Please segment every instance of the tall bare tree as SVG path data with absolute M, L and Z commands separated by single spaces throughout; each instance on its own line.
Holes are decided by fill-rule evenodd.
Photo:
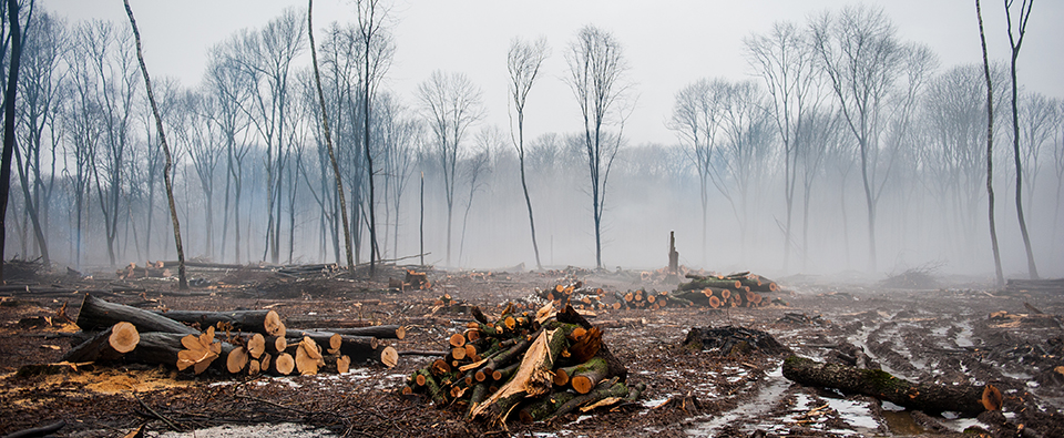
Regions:
M 3 152 L 0 159 L 0 283 L 3 282 L 3 248 L 8 235 L 6 217 L 8 193 L 11 190 L 11 154 L 14 152 L 14 98 L 19 91 L 19 59 L 22 52 L 18 0 L 8 0 L 8 24 L 11 27 L 11 61 L 3 93 Z
M 1009 24 L 1009 47 L 1012 49 L 1012 154 L 1016 163 L 1016 218 L 1020 221 L 1020 234 L 1023 236 L 1023 247 L 1027 253 L 1027 273 L 1031 279 L 1039 278 L 1039 267 L 1034 264 L 1034 251 L 1031 249 L 1031 235 L 1027 233 L 1027 223 L 1023 218 L 1023 164 L 1020 155 L 1020 85 L 1016 82 L 1016 59 L 1020 58 L 1020 47 L 1031 22 L 1031 9 L 1034 0 L 1021 0 L 1020 14 L 1015 31 L 1012 26 L 1012 12 L 1015 0 L 1005 0 L 1005 21 Z
M 819 77 L 816 53 L 808 34 L 789 22 L 774 23 L 768 34 L 753 34 L 744 40 L 744 45 L 750 65 L 765 81 L 768 95 L 771 98 L 768 110 L 784 146 L 784 200 L 787 205 L 784 223 L 784 271 L 786 271 L 791 253 L 791 212 L 798 179 L 798 160 L 802 154 L 801 147 L 805 146 L 801 143 L 805 134 L 802 131 L 809 113 L 817 111 L 817 104 L 820 101 L 817 92 Z
M 243 111 L 266 143 L 267 224 L 263 257 L 280 261 L 284 175 L 289 156 L 291 114 L 291 64 L 306 50 L 301 14 L 285 10 L 258 31 L 244 31 L 239 49 L 229 53 L 249 86 L 250 99 Z
M 42 262 L 50 264 L 47 242 L 49 204 L 55 189 L 57 152 L 62 128 L 57 121 L 65 83 L 61 68 L 69 41 L 66 26 L 49 13 L 35 14 L 27 23 L 22 38 L 19 92 L 22 104 L 17 108 L 22 130 L 14 149 L 25 212 L 33 224 L 33 234 Z M 48 156 L 50 155 L 50 156 Z M 42 163 L 42 156 L 47 160 Z M 51 169 L 43 169 L 42 165 Z
M 998 249 L 998 227 L 994 224 L 994 84 L 990 79 L 990 59 L 986 57 L 986 33 L 983 32 L 983 12 L 975 0 L 975 17 L 979 19 L 979 41 L 983 51 L 983 78 L 986 80 L 986 201 L 990 204 L 990 242 L 994 251 L 994 268 L 998 287 L 1005 285 L 1001 272 L 1001 252 Z
M 595 223 L 595 267 L 602 268 L 602 214 L 610 169 L 624 132 L 624 98 L 627 63 L 621 42 L 612 33 L 587 26 L 580 30 L 565 53 L 566 81 L 583 116 L 583 141 L 591 176 L 591 205 Z M 615 133 L 606 128 L 617 124 Z
M 173 166 L 173 160 L 170 155 L 170 145 L 166 144 L 166 134 L 163 131 L 163 118 L 158 115 L 158 106 L 155 104 L 155 94 L 152 93 L 152 79 L 147 75 L 147 65 L 144 64 L 144 55 L 141 50 L 141 32 L 136 29 L 136 20 L 133 19 L 133 9 L 130 8 L 130 0 L 123 0 L 125 3 L 125 14 L 130 17 L 130 26 L 133 28 L 133 38 L 136 41 L 136 61 L 141 64 L 141 73 L 144 75 L 144 88 L 147 89 L 147 100 L 152 103 L 152 113 L 155 114 L 155 129 L 158 130 L 158 139 L 163 144 L 163 153 L 166 155 L 166 167 L 163 170 L 163 177 L 166 182 L 166 197 L 170 201 L 170 218 L 174 223 L 174 242 L 177 244 L 177 288 L 187 289 L 188 278 L 185 276 L 185 251 L 181 244 L 181 225 L 177 222 L 177 208 L 174 206 L 174 187 L 170 179 L 170 169 Z M 112 261 L 113 263 L 114 261 Z
M 377 268 L 377 258 L 380 256 L 380 248 L 377 246 L 377 211 L 376 211 L 376 187 L 374 184 L 374 154 L 370 145 L 370 119 L 371 103 L 377 95 L 377 89 L 383 79 L 385 73 L 391 64 L 391 58 L 395 53 L 395 44 L 385 31 L 385 21 L 388 17 L 387 8 L 381 6 L 380 0 L 357 0 L 355 2 L 356 17 L 358 18 L 358 31 L 362 42 L 362 69 L 360 71 L 362 82 L 362 151 L 366 159 L 366 175 L 369 181 L 367 195 L 369 197 L 369 275 L 372 276 Z
M 676 92 L 669 129 L 676 131 L 685 153 L 698 173 L 698 193 L 702 201 L 702 264 L 706 264 L 706 230 L 708 227 L 709 183 L 713 169 L 713 150 L 720 130 L 720 108 L 727 83 L 722 80 L 702 79 Z
M 351 227 L 347 220 L 347 196 L 344 195 L 344 182 L 340 180 L 340 166 L 336 162 L 336 153 L 332 151 L 332 133 L 329 130 L 329 114 L 325 105 L 325 93 L 321 91 L 321 74 L 318 72 L 318 50 L 314 45 L 314 0 L 307 1 L 307 35 L 310 40 L 310 57 L 314 62 L 314 83 L 318 91 L 318 100 L 321 104 L 321 129 L 325 131 L 325 143 L 329 151 L 329 163 L 332 165 L 332 175 L 336 177 L 336 193 L 340 201 L 340 215 L 344 222 L 344 249 L 347 256 L 347 268 L 355 272 L 355 257 L 351 253 Z
M 514 38 L 510 42 L 510 52 L 507 57 L 507 69 L 510 71 L 510 98 L 513 112 L 518 113 L 518 134 L 513 135 L 513 113 L 510 116 L 510 139 L 518 150 L 518 164 L 521 166 L 521 190 L 524 191 L 524 203 L 529 207 L 529 227 L 532 232 L 532 251 L 535 253 L 535 268 L 542 269 L 540 263 L 540 245 L 535 241 L 535 218 L 532 214 L 532 197 L 529 196 L 529 183 L 524 172 L 524 105 L 528 103 L 529 91 L 535 83 L 540 67 L 550 54 L 545 39 L 534 43 L 524 42 Z
M 906 47 L 882 9 L 864 6 L 846 7 L 838 17 L 825 13 L 811 30 L 822 69 L 857 140 L 868 212 L 868 267 L 876 271 L 876 204 L 893 159 L 884 144 L 888 104 L 904 74 Z M 881 161 L 884 152 L 888 156 Z M 887 169 L 880 171 L 880 165 Z
M 454 212 L 458 159 L 469 126 L 483 116 L 481 92 L 462 73 L 432 72 L 418 85 L 418 98 L 436 137 L 436 157 L 447 201 L 447 265 L 451 264 L 451 223 Z M 423 253 L 423 251 L 422 251 Z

+ + + + + + +

Work required: Make an exact copy of the records above, with the pictures left out.

Solution:
Please segment every instance of the tall bare tree as SVG path data with absolute M, L and Z commands separated by single spaces throughout; each instance on its own line.
Holes are decided by fill-rule evenodd.
Photo:
Regions:
M 3 152 L 0 159 L 0 283 L 3 282 L 3 248 L 8 235 L 6 217 L 8 193 L 11 190 L 11 154 L 14 152 L 14 98 L 19 91 L 19 59 L 22 52 L 18 0 L 8 0 L 8 24 L 11 27 L 11 61 L 3 93 Z
M 1009 24 L 1009 47 L 1012 49 L 1012 154 L 1016 163 L 1016 218 L 1020 221 L 1020 234 L 1023 236 L 1023 247 L 1027 253 L 1027 273 L 1031 279 L 1039 278 L 1039 267 L 1034 264 L 1034 251 L 1031 249 L 1031 235 L 1027 233 L 1027 223 L 1023 218 L 1023 164 L 1020 155 L 1020 85 L 1016 82 L 1016 59 L 1020 58 L 1020 47 L 1031 22 L 1031 9 L 1034 0 L 1021 0 L 1020 14 L 1015 31 L 1012 26 L 1012 12 L 1015 0 L 1005 0 L 1005 21 Z
M 819 77 L 816 53 L 808 34 L 789 22 L 774 23 L 768 34 L 753 34 L 744 40 L 744 45 L 750 65 L 765 81 L 768 95 L 771 98 L 768 110 L 784 146 L 784 200 L 787 205 L 784 223 L 784 271 L 786 271 L 791 253 L 791 212 L 798 179 L 798 160 L 802 154 L 801 147 L 805 146 L 801 143 L 805 134 L 802 131 L 809 113 L 817 111 L 817 104 L 820 101 L 817 92 Z
M 243 111 L 266 143 L 267 224 L 263 257 L 280 261 L 284 175 L 289 156 L 291 114 L 291 64 L 306 50 L 301 14 L 285 10 L 258 31 L 244 31 L 239 49 L 229 53 L 249 86 L 250 99 Z
M 42 262 L 50 264 L 47 242 L 49 204 L 55 189 L 57 152 L 62 128 L 57 121 L 65 83 L 61 68 L 69 41 L 66 26 L 49 13 L 35 14 L 27 23 L 22 38 L 19 92 L 22 104 L 17 108 L 22 130 L 14 149 L 25 212 L 33 224 L 33 234 Z M 48 156 L 50 155 L 50 156 Z M 42 163 L 42 156 L 47 160 Z M 51 169 L 43 169 L 42 165 Z
M 998 249 L 998 227 L 994 224 L 994 84 L 990 79 L 990 59 L 986 57 L 986 33 L 983 32 L 983 12 L 975 0 L 975 17 L 979 19 L 979 41 L 983 51 L 983 78 L 986 80 L 986 201 L 990 204 L 990 242 L 994 251 L 994 268 L 998 287 L 1005 285 L 1001 272 L 1001 252 Z
M 595 223 L 595 267 L 602 268 L 602 214 L 610 169 L 624 132 L 624 98 L 627 63 L 621 42 L 612 33 L 587 26 L 580 30 L 565 53 L 566 81 L 583 116 L 583 141 L 591 176 L 591 205 Z M 615 133 L 606 128 L 617 124 Z
M 173 166 L 173 160 L 170 155 L 170 145 L 166 144 L 166 134 L 163 131 L 163 118 L 158 115 L 158 106 L 155 104 L 155 94 L 152 93 L 152 79 L 147 75 L 147 65 L 144 64 L 144 55 L 141 50 L 141 32 L 136 29 L 136 20 L 133 19 L 133 9 L 130 8 L 130 0 L 123 0 L 125 3 L 125 14 L 130 17 L 130 26 L 133 28 L 133 38 L 136 41 L 136 61 L 141 64 L 141 73 L 144 75 L 144 88 L 147 89 L 147 100 L 152 103 L 152 113 L 155 114 L 155 129 L 158 130 L 158 139 L 163 144 L 163 153 L 166 155 L 166 167 L 163 170 L 163 177 L 166 182 L 166 197 L 170 201 L 170 218 L 174 223 L 174 242 L 177 244 L 177 288 L 187 289 L 188 278 L 185 276 L 185 251 L 181 244 L 181 225 L 177 222 L 177 208 L 174 206 L 174 187 L 170 179 L 170 169 Z M 112 261 L 113 263 L 114 261 Z
M 377 268 L 377 258 L 380 256 L 380 248 L 377 246 L 377 211 L 376 211 L 376 187 L 374 184 L 374 154 L 370 145 L 370 119 L 371 103 L 377 95 L 377 89 L 383 79 L 385 73 L 391 64 L 391 58 L 395 53 L 395 44 L 385 31 L 385 21 L 388 17 L 387 8 L 381 6 L 380 0 L 357 0 L 355 2 L 356 17 L 358 18 L 358 31 L 362 42 L 362 69 L 360 71 L 362 82 L 362 151 L 366 159 L 366 175 L 369 181 L 367 195 L 369 197 L 369 275 L 372 276 Z
M 676 92 L 669 129 L 676 131 L 685 153 L 698 173 L 698 193 L 702 201 L 702 264 L 706 264 L 706 230 L 708 227 L 709 183 L 713 169 L 713 150 L 720 130 L 720 108 L 727 83 L 722 80 L 702 79 Z
M 351 227 L 347 220 L 347 196 L 344 195 L 344 182 L 340 180 L 340 166 L 336 162 L 336 153 L 332 151 L 332 133 L 329 130 L 329 114 L 325 105 L 325 93 L 321 91 L 321 74 L 318 72 L 318 50 L 314 45 L 314 0 L 307 1 L 307 35 L 310 40 L 310 57 L 314 62 L 314 83 L 318 91 L 318 100 L 321 104 L 321 129 L 325 131 L 325 143 L 329 151 L 329 163 L 332 165 L 332 175 L 336 177 L 336 193 L 340 201 L 340 215 L 344 222 L 344 249 L 347 256 L 347 268 L 355 272 L 355 257 L 351 253 Z
M 514 38 L 510 42 L 510 52 L 507 57 L 507 69 L 510 71 L 510 98 L 513 112 L 518 113 L 518 134 L 513 135 L 513 113 L 510 116 L 510 139 L 518 150 L 518 164 L 521 166 L 521 190 L 524 191 L 524 203 L 529 207 L 529 227 L 532 232 L 532 251 L 535 253 L 535 268 L 542 269 L 540 263 L 540 245 L 535 241 L 535 218 L 532 214 L 532 197 L 529 196 L 529 183 L 524 172 L 524 105 L 528 103 L 529 91 L 535 83 L 540 67 L 550 54 L 545 39 L 534 43 L 524 42 Z
M 906 47 L 882 9 L 864 6 L 846 7 L 838 17 L 825 13 L 811 30 L 822 69 L 857 140 L 868 212 L 868 267 L 876 271 L 876 204 L 893 159 L 884 144 L 888 104 L 904 74 Z M 881 161 L 884 152 L 888 156 Z M 887 169 L 880 171 L 880 165 Z
M 454 212 L 458 159 L 469 126 L 483 116 L 481 92 L 462 73 L 432 72 L 418 85 L 418 98 L 436 137 L 436 157 L 447 201 L 447 265 L 451 264 L 451 223 Z M 423 253 L 423 251 L 422 251 Z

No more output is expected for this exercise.